Excerpts from point annotation data
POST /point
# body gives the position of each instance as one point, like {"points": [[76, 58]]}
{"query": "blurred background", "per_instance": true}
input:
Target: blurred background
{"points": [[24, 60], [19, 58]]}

DIRECTIVE: Rename "blurred background" to "out-of-focus background" throughout the records above, and reproduce every other line unchanged.

EXPECTED ANSWER:
POST /point
# body gives the position of each instance as one point, like {"points": [[76, 58]]}
{"query": "out-of-focus background", "per_instance": true}
input:
Target: out-of-focus background
{"points": [[24, 60], [19, 58]]}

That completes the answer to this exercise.